[Texto fornecido]:
Quem, em sã consciência, poderá dizer que a dor de uma saudade não seja absolutamente grandiosa, ocupando de maneira arrebatadora e sublime a alma de um ser?

Observe-se que nessa composição retoma-se a recorrência da força da natureza representada pela água. Em “O rio de Piracicaba”, era o rio, e aqui, assim como em “Tristeza do jeca”, o mar é referenciado como expressão máxima de magnitude. É interessante notar que sendo do interior, o mar não seria um elemento de referência natural ao matuto, todavia, o poeta recorre a ele como elemento que, conhecido pessoalmente ou não, é constantemente referenciado como um arquétipo bíblico presente na parte de nossa cultura herdado do colonizador português.

Aqui, lembramos o poema “Mar salgado”, onde as tristezas e desventuras do navegante português, são de tal ordem de grandiosidade, que só mesmo a amplitude do mar pode dar conta.

[Tarefa a cumprir]: Retome o texto acima sobre o mar como imagem de grandeza e continue-o a partir da última frase.

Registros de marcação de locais
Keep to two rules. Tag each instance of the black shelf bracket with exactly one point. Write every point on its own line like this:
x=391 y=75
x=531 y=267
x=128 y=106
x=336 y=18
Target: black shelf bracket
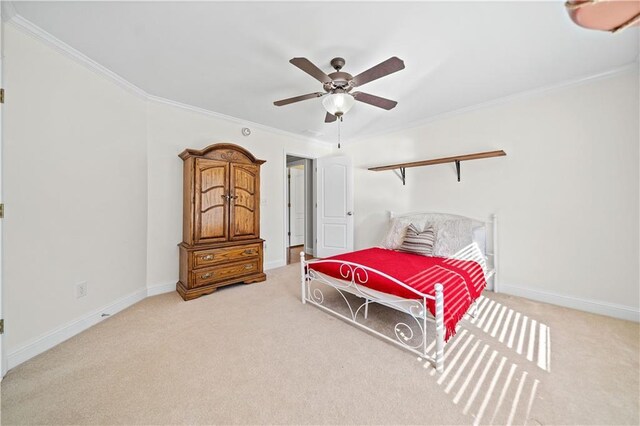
x=401 y=173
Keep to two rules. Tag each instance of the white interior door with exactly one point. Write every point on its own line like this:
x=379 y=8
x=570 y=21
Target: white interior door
x=296 y=191
x=335 y=206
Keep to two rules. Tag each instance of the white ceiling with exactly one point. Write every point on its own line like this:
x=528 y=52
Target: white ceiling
x=232 y=57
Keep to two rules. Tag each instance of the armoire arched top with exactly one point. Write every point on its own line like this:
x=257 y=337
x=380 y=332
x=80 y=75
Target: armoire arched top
x=223 y=151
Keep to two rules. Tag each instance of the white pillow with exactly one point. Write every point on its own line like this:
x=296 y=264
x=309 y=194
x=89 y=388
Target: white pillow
x=452 y=236
x=397 y=230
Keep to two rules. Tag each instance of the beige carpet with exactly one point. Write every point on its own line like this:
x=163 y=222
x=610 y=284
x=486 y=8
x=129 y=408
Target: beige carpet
x=255 y=354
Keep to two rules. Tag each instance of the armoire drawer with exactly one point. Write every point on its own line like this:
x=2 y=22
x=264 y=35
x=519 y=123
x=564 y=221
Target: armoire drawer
x=224 y=272
x=203 y=258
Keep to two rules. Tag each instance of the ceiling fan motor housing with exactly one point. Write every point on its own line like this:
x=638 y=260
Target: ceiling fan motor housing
x=337 y=63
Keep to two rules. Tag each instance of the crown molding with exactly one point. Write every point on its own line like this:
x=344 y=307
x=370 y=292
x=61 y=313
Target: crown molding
x=62 y=47
x=8 y=10
x=74 y=54
x=235 y=120
x=635 y=65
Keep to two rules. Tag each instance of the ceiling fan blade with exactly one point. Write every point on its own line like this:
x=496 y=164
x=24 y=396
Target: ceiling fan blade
x=374 y=100
x=298 y=98
x=387 y=67
x=330 y=118
x=307 y=66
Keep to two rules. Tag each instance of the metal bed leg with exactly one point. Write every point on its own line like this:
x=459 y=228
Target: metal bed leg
x=439 y=328
x=302 y=278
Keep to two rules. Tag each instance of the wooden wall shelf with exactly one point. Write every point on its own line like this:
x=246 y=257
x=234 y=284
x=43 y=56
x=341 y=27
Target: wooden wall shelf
x=456 y=159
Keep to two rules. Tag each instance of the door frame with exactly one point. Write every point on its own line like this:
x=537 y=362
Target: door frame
x=285 y=188
x=3 y=358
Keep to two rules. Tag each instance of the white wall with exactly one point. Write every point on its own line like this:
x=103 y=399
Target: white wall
x=75 y=190
x=171 y=130
x=93 y=191
x=566 y=194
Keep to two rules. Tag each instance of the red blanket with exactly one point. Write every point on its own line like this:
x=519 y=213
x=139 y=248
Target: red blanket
x=463 y=280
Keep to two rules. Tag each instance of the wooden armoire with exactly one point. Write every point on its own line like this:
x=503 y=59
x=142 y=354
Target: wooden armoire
x=221 y=220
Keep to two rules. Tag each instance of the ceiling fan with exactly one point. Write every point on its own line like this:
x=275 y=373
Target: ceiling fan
x=338 y=86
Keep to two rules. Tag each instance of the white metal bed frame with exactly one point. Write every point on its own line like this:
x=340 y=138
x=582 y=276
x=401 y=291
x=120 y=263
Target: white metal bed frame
x=416 y=308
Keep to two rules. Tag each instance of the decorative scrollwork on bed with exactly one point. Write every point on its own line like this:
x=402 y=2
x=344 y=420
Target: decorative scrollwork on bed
x=345 y=289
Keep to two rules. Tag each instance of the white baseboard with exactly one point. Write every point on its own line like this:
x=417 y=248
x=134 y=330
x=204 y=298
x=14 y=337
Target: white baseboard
x=58 y=335
x=594 y=306
x=153 y=290
x=48 y=340
x=274 y=264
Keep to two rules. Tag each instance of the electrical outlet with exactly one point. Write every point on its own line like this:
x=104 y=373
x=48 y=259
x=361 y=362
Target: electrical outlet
x=81 y=289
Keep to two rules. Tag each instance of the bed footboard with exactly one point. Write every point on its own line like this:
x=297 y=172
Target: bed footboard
x=350 y=300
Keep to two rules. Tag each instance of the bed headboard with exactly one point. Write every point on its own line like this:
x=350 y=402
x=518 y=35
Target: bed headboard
x=485 y=234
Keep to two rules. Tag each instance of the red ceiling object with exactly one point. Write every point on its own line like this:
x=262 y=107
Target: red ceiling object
x=605 y=15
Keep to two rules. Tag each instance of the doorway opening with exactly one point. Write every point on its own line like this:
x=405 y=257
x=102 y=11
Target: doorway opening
x=299 y=208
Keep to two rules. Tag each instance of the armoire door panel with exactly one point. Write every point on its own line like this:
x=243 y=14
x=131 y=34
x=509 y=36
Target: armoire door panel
x=245 y=207
x=211 y=190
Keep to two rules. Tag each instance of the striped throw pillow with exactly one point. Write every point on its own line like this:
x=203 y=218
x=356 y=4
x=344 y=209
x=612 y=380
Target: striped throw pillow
x=419 y=242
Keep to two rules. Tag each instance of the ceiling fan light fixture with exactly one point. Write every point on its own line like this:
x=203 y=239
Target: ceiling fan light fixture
x=338 y=103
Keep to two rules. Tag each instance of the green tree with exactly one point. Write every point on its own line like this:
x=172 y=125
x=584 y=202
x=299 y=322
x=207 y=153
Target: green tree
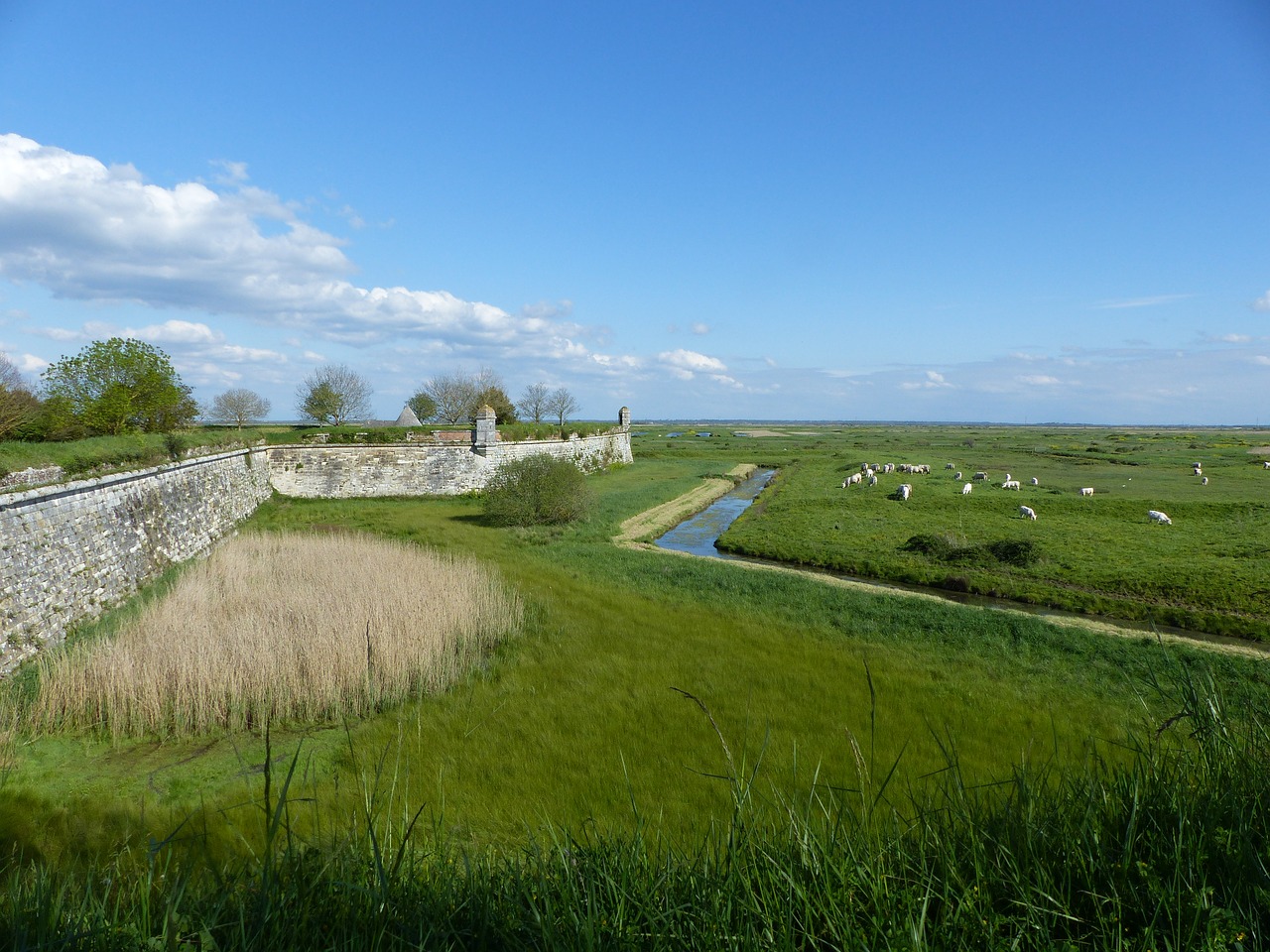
x=538 y=490
x=117 y=386
x=334 y=395
x=423 y=405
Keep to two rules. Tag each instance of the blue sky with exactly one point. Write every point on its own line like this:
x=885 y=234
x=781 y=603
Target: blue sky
x=935 y=211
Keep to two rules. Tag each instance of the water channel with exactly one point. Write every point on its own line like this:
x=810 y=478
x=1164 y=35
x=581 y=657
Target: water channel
x=698 y=534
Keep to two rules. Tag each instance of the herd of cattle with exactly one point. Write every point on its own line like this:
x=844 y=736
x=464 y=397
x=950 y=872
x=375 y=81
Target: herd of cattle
x=869 y=474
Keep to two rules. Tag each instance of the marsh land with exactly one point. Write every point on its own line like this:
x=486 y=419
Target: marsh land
x=668 y=752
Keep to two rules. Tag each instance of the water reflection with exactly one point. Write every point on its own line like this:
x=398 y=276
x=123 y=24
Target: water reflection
x=698 y=534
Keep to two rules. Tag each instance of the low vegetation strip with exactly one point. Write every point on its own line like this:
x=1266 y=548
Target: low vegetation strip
x=287 y=626
x=666 y=516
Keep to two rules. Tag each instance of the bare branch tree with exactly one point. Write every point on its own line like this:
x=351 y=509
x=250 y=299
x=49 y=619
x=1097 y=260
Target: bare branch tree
x=240 y=407
x=561 y=404
x=534 y=403
x=17 y=402
x=334 y=394
x=453 y=394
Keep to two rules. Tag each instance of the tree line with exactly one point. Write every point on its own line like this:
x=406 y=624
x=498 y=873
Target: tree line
x=127 y=386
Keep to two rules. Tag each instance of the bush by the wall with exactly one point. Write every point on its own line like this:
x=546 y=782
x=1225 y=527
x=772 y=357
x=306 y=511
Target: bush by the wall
x=538 y=490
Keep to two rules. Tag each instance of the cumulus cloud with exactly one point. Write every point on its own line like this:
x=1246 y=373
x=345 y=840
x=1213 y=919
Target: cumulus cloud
x=934 y=381
x=688 y=363
x=95 y=232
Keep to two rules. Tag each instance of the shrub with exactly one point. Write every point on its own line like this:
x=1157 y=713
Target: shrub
x=538 y=490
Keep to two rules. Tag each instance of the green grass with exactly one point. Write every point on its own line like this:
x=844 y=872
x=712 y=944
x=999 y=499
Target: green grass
x=1097 y=555
x=572 y=797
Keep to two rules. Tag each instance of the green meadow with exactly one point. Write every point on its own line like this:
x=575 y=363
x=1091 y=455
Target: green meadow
x=680 y=753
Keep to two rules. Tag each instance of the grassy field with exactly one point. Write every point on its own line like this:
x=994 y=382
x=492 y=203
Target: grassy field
x=722 y=752
x=1098 y=555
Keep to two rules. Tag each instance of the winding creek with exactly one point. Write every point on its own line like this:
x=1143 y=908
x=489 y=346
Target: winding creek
x=698 y=534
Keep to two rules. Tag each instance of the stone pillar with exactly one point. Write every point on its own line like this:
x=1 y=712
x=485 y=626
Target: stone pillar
x=486 y=433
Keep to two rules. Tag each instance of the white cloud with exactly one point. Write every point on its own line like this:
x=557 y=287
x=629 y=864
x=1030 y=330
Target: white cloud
x=688 y=363
x=30 y=363
x=95 y=232
x=934 y=381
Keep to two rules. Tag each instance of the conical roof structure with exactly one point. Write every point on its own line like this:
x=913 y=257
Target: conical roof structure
x=408 y=417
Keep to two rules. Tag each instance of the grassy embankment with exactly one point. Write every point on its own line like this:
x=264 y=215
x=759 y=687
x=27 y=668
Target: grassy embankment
x=576 y=728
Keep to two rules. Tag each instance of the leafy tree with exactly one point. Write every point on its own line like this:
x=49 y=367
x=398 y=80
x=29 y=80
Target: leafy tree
x=534 y=403
x=423 y=405
x=114 y=386
x=334 y=395
x=538 y=490
x=240 y=407
x=18 y=405
x=561 y=404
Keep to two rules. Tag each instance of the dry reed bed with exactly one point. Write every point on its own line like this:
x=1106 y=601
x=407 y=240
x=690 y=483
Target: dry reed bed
x=294 y=627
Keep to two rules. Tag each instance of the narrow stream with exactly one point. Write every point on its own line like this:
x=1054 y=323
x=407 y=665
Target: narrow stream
x=698 y=534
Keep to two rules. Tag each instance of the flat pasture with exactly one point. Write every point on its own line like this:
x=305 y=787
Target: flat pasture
x=1207 y=571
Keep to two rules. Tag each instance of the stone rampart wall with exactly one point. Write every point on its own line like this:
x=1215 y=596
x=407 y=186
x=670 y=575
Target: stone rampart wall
x=70 y=551
x=416 y=470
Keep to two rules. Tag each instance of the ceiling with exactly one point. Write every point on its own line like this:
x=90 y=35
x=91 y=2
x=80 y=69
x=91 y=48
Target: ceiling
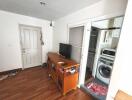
x=53 y=9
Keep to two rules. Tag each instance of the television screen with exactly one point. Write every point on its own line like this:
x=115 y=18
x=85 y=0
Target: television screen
x=65 y=50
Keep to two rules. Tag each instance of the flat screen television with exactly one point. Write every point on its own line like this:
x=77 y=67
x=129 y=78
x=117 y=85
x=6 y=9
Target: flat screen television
x=65 y=50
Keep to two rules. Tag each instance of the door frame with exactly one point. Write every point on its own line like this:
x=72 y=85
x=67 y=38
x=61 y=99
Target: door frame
x=23 y=25
x=85 y=41
x=87 y=23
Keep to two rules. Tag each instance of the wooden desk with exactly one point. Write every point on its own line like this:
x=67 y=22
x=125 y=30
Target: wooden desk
x=60 y=71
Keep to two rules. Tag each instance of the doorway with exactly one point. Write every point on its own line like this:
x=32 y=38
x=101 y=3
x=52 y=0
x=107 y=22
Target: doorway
x=30 y=39
x=76 y=39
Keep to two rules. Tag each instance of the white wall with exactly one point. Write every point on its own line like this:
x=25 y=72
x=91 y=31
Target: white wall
x=104 y=7
x=122 y=72
x=10 y=54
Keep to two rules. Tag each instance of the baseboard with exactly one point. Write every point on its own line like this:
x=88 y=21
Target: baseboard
x=10 y=71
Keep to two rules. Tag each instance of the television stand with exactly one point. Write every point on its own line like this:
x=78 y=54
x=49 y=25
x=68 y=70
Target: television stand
x=63 y=71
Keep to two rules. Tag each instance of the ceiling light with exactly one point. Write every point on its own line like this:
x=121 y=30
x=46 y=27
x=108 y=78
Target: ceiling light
x=42 y=3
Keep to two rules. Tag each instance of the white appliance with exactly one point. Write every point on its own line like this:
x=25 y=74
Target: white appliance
x=109 y=52
x=104 y=69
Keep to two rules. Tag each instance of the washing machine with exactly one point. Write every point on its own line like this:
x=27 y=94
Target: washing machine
x=104 y=69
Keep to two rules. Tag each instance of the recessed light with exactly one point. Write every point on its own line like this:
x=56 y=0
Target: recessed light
x=43 y=3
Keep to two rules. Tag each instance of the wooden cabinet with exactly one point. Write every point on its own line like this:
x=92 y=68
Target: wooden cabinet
x=63 y=71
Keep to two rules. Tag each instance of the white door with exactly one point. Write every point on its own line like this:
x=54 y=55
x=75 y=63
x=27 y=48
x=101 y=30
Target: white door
x=30 y=46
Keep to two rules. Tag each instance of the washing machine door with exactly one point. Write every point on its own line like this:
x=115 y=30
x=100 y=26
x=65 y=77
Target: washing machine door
x=105 y=70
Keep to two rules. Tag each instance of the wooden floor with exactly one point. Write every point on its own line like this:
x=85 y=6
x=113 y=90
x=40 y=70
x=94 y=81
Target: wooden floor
x=34 y=84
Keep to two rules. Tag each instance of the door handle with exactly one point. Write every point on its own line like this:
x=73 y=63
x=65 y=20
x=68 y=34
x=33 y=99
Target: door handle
x=23 y=51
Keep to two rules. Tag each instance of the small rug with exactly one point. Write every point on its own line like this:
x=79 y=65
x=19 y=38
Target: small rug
x=2 y=77
x=97 y=88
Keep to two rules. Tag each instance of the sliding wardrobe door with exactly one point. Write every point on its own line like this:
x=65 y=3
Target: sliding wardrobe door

[Resultado do exercício]:
“Ó mar salgado, quanto do teu sal

São lágrimas de Portugal!

Por te cruzarmos, quantas mães choraram,

(...)

Deus ao mar o perigo e o abismo deu,

Mas nele é que espelhou o céu”

É essa mesma amplitude, essa mesma grandiosidade de sentimento que vemos na letra de “Fiz uma cova na areia” onde o mar e sua força são a referência utilizada na comparação com a mágoa e a tristeza do cantor. Assim como em “Mar salgado”, as lágrimas choradas, por serem tantas, é que vão contribuir para o próprio sal do mar. E aqui, a amplitude da natureza e da dor do sujeito se confundem.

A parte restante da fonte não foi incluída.